[Named object pointing entries]
-- Start --

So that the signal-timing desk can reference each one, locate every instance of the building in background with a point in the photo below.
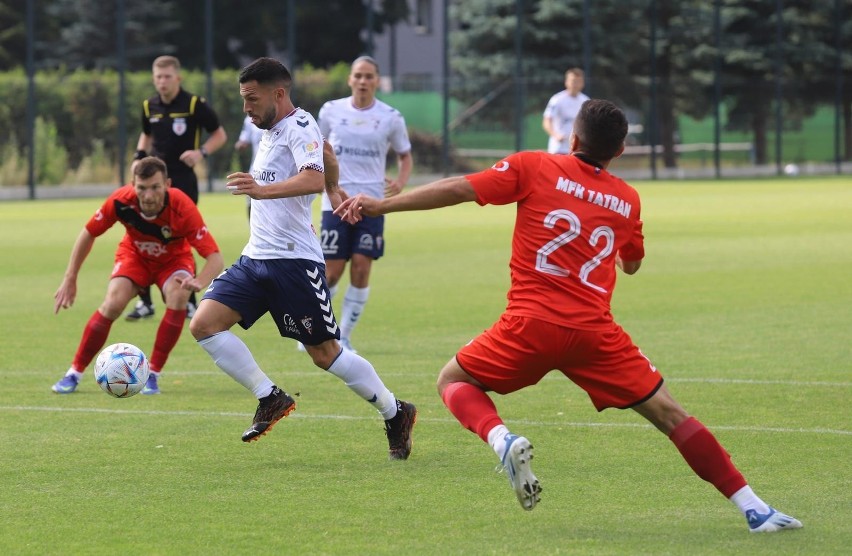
(410, 53)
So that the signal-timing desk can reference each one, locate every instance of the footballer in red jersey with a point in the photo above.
(576, 223)
(162, 226)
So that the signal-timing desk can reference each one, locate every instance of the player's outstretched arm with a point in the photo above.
(67, 292)
(628, 267)
(333, 191)
(442, 193)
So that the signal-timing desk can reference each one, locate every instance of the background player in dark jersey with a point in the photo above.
(172, 121)
(575, 224)
(162, 226)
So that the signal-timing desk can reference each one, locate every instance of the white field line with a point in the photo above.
(557, 376)
(208, 414)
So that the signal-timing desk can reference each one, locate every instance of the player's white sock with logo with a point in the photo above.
(746, 499)
(360, 376)
(353, 306)
(497, 439)
(231, 355)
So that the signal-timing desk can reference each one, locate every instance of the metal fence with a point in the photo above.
(468, 122)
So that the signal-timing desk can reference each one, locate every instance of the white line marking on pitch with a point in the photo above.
(738, 428)
(557, 376)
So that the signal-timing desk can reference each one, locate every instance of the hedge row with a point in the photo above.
(79, 109)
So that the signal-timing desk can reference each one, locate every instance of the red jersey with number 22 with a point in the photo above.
(572, 219)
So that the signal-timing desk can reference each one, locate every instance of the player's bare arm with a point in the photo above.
(306, 182)
(67, 292)
(333, 191)
(395, 186)
(442, 193)
(212, 267)
(628, 267)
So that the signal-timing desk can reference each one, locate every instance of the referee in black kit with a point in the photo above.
(172, 121)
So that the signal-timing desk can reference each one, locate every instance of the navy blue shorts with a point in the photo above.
(293, 291)
(340, 240)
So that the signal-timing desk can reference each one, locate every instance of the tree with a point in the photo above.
(88, 32)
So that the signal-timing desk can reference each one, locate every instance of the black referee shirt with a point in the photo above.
(176, 127)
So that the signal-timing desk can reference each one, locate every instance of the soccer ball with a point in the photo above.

-- End --

▶ Requirements
Without including the pictures, reproduce all entries exactly.

▶ Task answer
So that the signal-timing desk can reference each one, locate every instance of the building in background with a point in the photo below.
(410, 53)
So that the signal-timing desk can reference each one, locate every instance of the footballer in red jersey with a point in the photo above.
(576, 223)
(162, 226)
So that the signal-timing desk can reference each one, locate every instance of the player's outstretched arm with a point in the photo above.
(67, 292)
(628, 267)
(333, 191)
(442, 193)
So that the signal-timing desk can reference each one, locate every instance of the background player in dark jersey with a point in the photo above.
(172, 121)
(575, 224)
(162, 226)
So that the signal-timing desk can reference each one, locate every instance of the white field line with a point in the photo above.
(557, 376)
(208, 414)
So that the signal-timing desk can reference each one, locate every instance of the player's white sock with logo with a point in the photo above.
(746, 499)
(360, 376)
(353, 306)
(497, 439)
(231, 355)
So that the signal-timing desk can reference each one, locate every instance of the metal fence with a point in the photo above.
(468, 122)
So that the signal-timing desk can reference each one, locate every instance of the white line marking on pitch with a point in the photo above.
(738, 428)
(557, 376)
So that the signal-timing desk can reference each one, locate every instance of the hedge row with a point in the photo above.
(79, 109)
So that the signal-timing desk can reference each one, locate every instance of the red jersey with number 22 with a point in the photo above.
(572, 219)
So that the signal-timing desk can reference each one, locate every instance of the player's bare arm with a point in the photo above.
(306, 182)
(67, 292)
(333, 191)
(395, 186)
(442, 193)
(212, 267)
(628, 267)
So that the signal-timing desk can reference each one, locate every instance of the referee in black kit with a point in the photo above.
(172, 121)
So that the signal-timing desk can reference each one, locate every instance of the navy blue shorts with a point in the photo above.
(293, 291)
(340, 240)
So that the signal-timing desk can reference each one, locate every instance of the tree with a point in the photo above.
(88, 32)
So that the signal-timing desk can reference each one, locate every instance of the black referee shirt with a point in the photo above.
(176, 127)
So that the signal-timing desk can reference each one, locate every instance of the soccer ball with a point in the photo above.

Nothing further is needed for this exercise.